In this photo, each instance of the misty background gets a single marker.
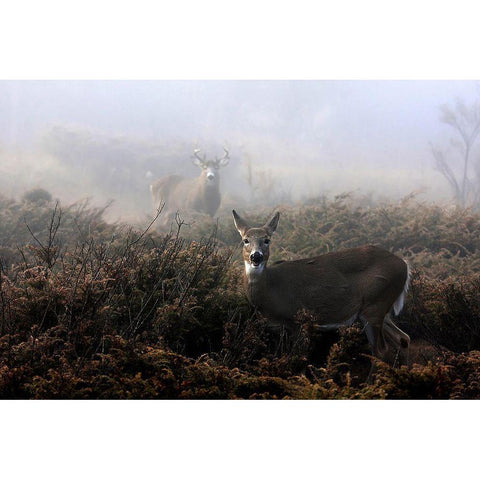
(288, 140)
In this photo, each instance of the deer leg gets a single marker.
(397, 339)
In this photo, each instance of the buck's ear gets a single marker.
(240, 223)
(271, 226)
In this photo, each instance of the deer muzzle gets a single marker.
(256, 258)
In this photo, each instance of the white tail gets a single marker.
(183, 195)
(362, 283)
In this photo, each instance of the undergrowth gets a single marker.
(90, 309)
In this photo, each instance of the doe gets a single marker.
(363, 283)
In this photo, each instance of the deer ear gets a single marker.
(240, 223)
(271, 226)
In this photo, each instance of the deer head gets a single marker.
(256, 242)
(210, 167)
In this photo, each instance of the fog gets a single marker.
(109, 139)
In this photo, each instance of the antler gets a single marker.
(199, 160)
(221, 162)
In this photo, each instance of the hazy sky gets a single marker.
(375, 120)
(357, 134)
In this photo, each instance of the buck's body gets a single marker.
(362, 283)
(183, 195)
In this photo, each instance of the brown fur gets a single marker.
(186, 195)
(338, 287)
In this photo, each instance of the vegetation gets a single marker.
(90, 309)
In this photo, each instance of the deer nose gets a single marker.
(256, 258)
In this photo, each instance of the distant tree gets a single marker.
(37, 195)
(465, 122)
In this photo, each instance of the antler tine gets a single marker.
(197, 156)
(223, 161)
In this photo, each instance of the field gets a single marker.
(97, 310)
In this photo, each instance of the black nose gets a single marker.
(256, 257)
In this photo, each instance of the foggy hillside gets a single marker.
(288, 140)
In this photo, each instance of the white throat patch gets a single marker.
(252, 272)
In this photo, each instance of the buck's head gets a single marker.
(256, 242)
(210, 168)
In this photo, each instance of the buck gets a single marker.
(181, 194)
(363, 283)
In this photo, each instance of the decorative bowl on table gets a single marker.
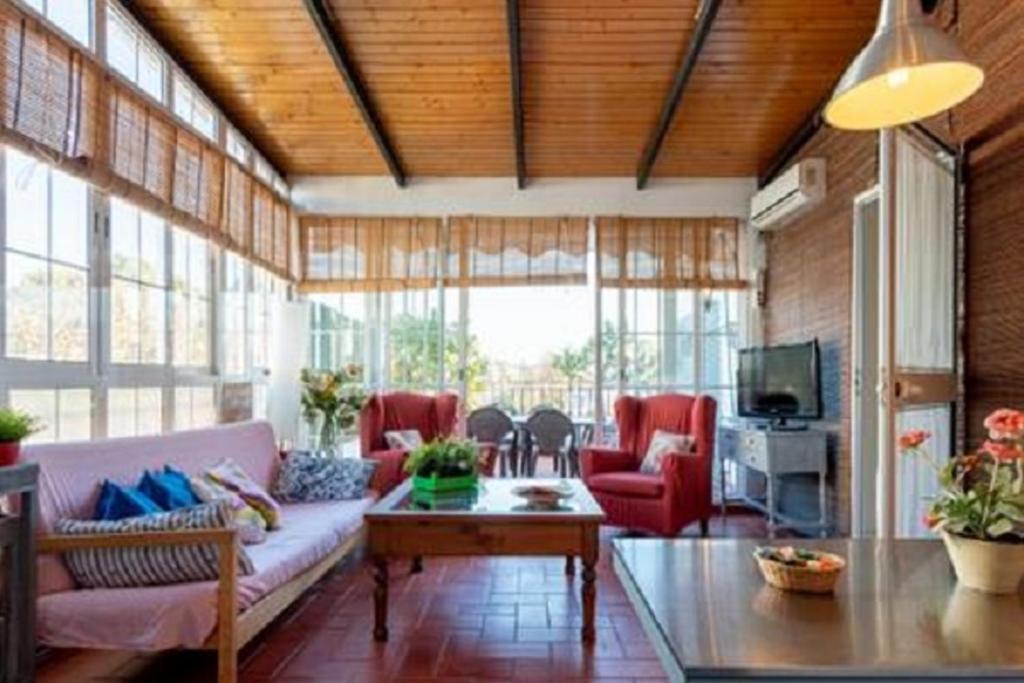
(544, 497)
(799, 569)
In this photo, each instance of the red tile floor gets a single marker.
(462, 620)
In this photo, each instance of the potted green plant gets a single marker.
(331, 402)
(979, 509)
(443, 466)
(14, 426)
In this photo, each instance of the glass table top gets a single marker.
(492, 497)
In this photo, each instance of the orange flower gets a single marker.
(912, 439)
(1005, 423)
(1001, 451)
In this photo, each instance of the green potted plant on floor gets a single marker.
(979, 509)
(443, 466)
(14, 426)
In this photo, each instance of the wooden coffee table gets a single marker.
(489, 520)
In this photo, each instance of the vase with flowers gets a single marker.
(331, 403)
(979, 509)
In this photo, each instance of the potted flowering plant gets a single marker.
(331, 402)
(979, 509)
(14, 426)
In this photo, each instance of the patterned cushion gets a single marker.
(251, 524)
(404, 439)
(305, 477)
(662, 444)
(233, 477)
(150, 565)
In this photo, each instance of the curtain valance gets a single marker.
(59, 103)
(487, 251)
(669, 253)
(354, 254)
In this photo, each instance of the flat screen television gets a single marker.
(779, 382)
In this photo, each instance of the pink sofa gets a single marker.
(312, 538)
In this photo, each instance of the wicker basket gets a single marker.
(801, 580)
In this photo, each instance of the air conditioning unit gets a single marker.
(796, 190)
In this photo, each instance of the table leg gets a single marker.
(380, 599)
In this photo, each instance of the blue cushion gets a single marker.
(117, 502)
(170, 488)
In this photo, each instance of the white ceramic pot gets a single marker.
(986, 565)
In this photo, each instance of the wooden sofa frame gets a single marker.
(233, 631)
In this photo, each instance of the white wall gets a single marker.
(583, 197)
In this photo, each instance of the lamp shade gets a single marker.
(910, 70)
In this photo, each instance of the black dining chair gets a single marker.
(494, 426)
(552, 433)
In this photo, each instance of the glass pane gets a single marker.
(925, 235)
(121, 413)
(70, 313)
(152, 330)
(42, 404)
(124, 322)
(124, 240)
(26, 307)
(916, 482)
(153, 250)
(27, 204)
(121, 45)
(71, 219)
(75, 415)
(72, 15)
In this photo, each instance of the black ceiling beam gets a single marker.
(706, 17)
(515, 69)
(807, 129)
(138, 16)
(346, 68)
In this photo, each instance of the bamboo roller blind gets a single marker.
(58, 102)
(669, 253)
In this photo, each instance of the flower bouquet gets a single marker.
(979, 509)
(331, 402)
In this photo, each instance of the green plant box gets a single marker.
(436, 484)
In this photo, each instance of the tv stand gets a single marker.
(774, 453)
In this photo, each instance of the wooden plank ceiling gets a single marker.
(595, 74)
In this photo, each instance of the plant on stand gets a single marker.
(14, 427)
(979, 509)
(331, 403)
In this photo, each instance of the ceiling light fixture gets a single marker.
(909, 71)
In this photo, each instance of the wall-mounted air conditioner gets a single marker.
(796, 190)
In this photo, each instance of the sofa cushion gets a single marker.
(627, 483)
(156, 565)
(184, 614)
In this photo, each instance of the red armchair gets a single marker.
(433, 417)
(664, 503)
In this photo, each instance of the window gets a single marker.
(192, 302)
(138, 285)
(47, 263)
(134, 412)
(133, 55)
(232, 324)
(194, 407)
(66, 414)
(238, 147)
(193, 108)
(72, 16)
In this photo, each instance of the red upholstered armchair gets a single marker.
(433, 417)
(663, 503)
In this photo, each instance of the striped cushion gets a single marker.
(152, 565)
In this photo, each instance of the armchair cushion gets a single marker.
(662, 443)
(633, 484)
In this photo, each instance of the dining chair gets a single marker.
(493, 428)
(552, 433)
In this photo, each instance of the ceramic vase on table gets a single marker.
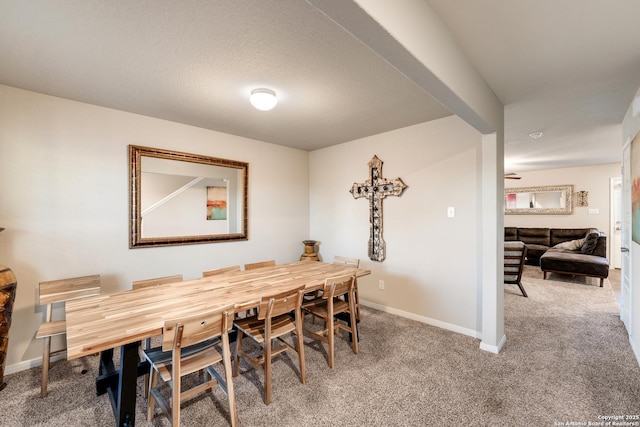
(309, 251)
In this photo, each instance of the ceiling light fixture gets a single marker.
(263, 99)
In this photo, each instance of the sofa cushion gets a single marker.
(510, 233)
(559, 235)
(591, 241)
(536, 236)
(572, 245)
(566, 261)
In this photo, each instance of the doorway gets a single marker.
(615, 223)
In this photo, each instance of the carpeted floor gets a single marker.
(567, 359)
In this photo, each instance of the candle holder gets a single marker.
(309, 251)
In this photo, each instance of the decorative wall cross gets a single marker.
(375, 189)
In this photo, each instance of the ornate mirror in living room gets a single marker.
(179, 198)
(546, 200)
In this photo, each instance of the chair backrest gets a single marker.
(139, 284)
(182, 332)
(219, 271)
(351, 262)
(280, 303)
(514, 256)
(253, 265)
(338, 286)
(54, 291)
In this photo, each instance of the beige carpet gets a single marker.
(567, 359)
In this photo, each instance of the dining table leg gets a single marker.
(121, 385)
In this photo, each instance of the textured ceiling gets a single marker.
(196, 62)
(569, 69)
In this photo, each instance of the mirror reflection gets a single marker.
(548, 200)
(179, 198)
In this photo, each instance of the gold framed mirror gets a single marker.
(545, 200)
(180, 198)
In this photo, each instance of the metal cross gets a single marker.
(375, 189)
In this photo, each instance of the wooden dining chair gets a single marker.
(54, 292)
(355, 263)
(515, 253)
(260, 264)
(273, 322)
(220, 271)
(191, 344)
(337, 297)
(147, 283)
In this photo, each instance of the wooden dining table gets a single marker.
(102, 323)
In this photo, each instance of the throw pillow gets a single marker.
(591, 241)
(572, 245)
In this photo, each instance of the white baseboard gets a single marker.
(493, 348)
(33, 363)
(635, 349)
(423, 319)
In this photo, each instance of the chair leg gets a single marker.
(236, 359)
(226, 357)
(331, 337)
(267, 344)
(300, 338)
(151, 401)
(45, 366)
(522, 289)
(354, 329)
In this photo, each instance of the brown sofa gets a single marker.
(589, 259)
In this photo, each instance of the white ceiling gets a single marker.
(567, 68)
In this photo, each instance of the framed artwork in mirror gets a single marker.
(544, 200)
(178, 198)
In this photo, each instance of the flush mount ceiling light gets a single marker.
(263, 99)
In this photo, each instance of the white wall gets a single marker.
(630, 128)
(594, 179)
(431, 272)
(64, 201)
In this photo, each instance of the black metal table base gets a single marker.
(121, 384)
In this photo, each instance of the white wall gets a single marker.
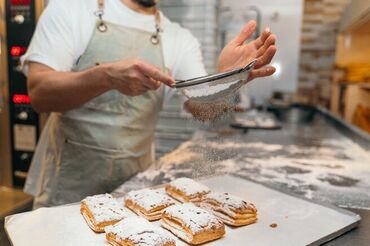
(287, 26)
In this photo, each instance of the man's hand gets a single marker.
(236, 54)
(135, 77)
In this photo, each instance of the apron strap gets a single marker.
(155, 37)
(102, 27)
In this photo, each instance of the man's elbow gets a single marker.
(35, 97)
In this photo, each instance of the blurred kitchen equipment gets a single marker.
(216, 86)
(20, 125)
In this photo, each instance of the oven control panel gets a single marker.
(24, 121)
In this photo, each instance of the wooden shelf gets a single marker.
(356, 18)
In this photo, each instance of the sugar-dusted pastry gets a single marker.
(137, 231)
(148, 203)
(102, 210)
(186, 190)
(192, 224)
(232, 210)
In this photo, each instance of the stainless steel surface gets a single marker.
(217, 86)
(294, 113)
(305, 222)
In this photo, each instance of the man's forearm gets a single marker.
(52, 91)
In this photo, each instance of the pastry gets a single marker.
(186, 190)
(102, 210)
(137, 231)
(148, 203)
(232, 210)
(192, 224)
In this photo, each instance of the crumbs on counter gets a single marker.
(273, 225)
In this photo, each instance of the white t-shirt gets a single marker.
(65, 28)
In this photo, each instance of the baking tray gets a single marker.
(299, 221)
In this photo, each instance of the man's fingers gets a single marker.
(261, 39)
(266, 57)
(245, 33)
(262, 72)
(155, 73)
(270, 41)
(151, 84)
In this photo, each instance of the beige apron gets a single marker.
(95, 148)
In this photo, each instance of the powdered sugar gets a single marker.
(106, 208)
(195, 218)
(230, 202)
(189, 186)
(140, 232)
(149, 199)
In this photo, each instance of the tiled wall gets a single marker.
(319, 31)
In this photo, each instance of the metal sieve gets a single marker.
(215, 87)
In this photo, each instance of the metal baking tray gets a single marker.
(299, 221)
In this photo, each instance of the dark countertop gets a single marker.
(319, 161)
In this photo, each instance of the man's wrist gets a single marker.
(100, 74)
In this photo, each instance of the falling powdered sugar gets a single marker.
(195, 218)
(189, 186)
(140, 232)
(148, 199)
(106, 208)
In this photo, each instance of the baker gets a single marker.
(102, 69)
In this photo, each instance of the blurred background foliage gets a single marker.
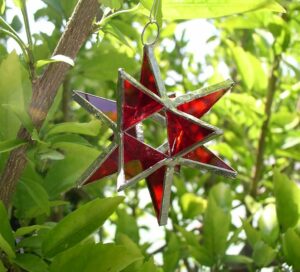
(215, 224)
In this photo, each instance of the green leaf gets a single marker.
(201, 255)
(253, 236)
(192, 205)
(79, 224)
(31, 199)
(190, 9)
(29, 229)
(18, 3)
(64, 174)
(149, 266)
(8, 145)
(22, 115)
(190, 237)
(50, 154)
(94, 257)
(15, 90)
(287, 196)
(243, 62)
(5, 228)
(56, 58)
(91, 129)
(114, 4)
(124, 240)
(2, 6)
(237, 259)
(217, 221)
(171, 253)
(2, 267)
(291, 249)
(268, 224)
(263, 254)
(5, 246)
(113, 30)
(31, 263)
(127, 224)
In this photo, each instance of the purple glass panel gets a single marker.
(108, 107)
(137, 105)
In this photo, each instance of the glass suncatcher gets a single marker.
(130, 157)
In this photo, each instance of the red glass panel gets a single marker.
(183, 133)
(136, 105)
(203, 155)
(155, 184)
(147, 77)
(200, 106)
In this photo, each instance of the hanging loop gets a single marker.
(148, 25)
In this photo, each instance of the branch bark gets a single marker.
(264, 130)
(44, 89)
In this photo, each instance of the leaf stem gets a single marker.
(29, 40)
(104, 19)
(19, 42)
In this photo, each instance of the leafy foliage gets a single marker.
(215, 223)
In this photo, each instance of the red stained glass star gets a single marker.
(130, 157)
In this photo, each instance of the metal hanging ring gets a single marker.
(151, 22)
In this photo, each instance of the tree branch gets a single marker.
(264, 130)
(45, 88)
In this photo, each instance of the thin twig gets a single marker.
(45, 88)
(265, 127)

◆ ◆ ◆

• _PROBLEM DETAILS_: Copy exactly, and only, the lines from the line that contains "In this photo, each instance of the purple" through the end of the data above.

• _OUTPUT FOR THIS EXERCISE_:
In this photo, each instance of the purple glass panel gets a single marker.
(108, 107)
(137, 105)
In this photo, each instance of the glass suncatcher gets a single marker.
(130, 157)
In this photo, each instance of the red glass panel gets a single marker.
(183, 133)
(136, 105)
(203, 155)
(155, 184)
(147, 77)
(200, 106)
In this photo, each instance of the hanging loop gets a single marker.
(148, 25)
In this photo, each instance of the branch bark gets a single marker.
(264, 130)
(44, 89)
In this photo, each instance of the leaf stem gets a single marker.
(29, 40)
(104, 19)
(19, 42)
In this photo, each instance of the leafy foliage gets a single marker.
(215, 223)
In this photo, each instance of the red stained glass star gets a single marker.
(130, 157)
In this photo, each instance of the metal hanging ring gets a single marker.
(151, 22)
In this photo, each instance of the tree branch gets a single marker.
(264, 130)
(45, 88)
In this photo, each instance of the thin twig gets a single marker.
(45, 88)
(265, 127)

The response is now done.